Work to be completed: Reproduce each line below precisely. Drop the pictures.

--

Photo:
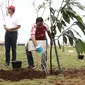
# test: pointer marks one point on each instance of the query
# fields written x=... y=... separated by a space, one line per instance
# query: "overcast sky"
x=27 y=14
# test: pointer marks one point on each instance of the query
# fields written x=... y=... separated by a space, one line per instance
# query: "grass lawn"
x=67 y=60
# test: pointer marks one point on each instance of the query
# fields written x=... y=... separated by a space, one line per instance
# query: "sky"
x=27 y=14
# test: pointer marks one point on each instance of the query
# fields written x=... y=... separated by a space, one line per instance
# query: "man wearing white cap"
x=11 y=26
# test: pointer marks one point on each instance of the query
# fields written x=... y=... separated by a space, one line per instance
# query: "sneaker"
x=32 y=67
x=6 y=64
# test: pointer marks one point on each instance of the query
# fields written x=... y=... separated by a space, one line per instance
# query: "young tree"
x=60 y=19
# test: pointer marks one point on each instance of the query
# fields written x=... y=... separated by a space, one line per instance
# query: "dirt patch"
x=70 y=77
x=19 y=74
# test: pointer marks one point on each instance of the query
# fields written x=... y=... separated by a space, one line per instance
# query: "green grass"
x=67 y=60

--

Reply:
Photo:
# test: pointer marks one point on each instance of the query
# fields written x=... y=... separated by a space, one line per instance
# query: "overcast sky"
x=27 y=14
# test: pointer marks one point on each instance of the query
# fields written x=... y=... separated by a space, one line per instance
# query: "grass lawn"
x=67 y=60
# test: pointer marks one point on each instance of the query
# fields written x=... y=... separated by a space, one line per instance
# query: "sky"
x=27 y=14
# test: pointer marks one point on each instance of the query
# fields written x=... y=... separated by a space, one line per instance
# query: "man wearing white cap"
x=11 y=26
# test: pointer marks one point on each instance of the query
# fields written x=... y=... separated by a space, one line per instance
# query: "sneaker"
x=32 y=67
x=6 y=64
# test: pointer marks one point on each instance of the query
# fields written x=... y=... separated by a space, one line per instance
# query: "young tree"
x=60 y=19
# test: pointer marks one point on each instance of the query
# fields written x=... y=... separated by a space, one line per instance
# query: "dirt patch"
x=70 y=77
x=19 y=74
# test: pointer marks one point on each instance of the query
# fields written x=... y=... separated by a space, one line per instance
# query: "green grass"
x=67 y=60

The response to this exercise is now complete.